**PROBLEM REQUIREMENTS**
Can you put every line of the items below into a Markdown table with the columns "Row" and "Line", numbering each row, skipping blank lines, and leaving the pictures out?

Segmentation annotation records:

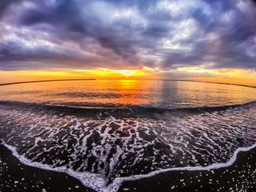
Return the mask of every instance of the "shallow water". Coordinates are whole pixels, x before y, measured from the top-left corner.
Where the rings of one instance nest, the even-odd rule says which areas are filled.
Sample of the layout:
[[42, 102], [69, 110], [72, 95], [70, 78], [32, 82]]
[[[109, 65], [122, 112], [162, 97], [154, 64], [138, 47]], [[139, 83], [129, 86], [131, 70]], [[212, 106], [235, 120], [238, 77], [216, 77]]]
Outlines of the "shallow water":
[[25, 164], [65, 172], [98, 191], [171, 169], [217, 168], [256, 144], [250, 88], [94, 80], [0, 92], [6, 146]]

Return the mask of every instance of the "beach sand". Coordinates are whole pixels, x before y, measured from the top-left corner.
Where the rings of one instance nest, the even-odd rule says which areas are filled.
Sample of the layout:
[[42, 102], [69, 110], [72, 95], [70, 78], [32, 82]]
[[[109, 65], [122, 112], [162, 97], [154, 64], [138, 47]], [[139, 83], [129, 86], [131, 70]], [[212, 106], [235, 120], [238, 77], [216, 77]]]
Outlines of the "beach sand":
[[[64, 173], [22, 164], [0, 145], [0, 191], [94, 191]], [[230, 166], [209, 171], [173, 171], [124, 182], [118, 191], [256, 191], [256, 148], [238, 153]]]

**IN RESPONSE**
| Row | Line |
|---|---|
| 1 | Return the mask of every instance of the "shallow water". Coordinates are whole pixels, x before y, measured from the top-left corner. |
| 2 | Where the rings of one instance nest, the even-odd rule says which areas are filled. |
| 3 | Sample of the layout: |
| 4 | [[42, 102], [69, 110], [72, 95], [70, 78], [32, 82]] |
| 5 | [[[109, 65], [122, 112], [162, 97], [154, 64], [138, 47]], [[139, 83], [129, 86], [131, 70]], [[212, 106], [235, 120], [238, 77], [216, 77]]] |
| 6 | Outlines of the "shallow water": |
| 7 | [[25, 164], [65, 172], [98, 191], [171, 169], [217, 168], [256, 144], [250, 88], [94, 80], [0, 92], [6, 146]] |
| 8 | Return the mask of every instance of the "beach sand". Coordinates are whole pixels, x before y, measured from the top-left corner. |
| 9 | Where the rings of one instance nest, the even-odd rule says which areas are filled. |
| 10 | Sample of the layout: |
| 11 | [[42, 102], [69, 110], [72, 95], [70, 78], [32, 82]] |
| 12 | [[[109, 65], [122, 112], [162, 97], [154, 64], [138, 47]], [[139, 83], [129, 86], [131, 70]], [[212, 106], [235, 120], [238, 77], [216, 77]]] |
| 13 | Outlines of the "beach sand": |
| 14 | [[[64, 173], [22, 164], [0, 145], [0, 191], [94, 191]], [[230, 166], [209, 171], [173, 171], [124, 182], [118, 191], [256, 191], [256, 148], [238, 153]]] |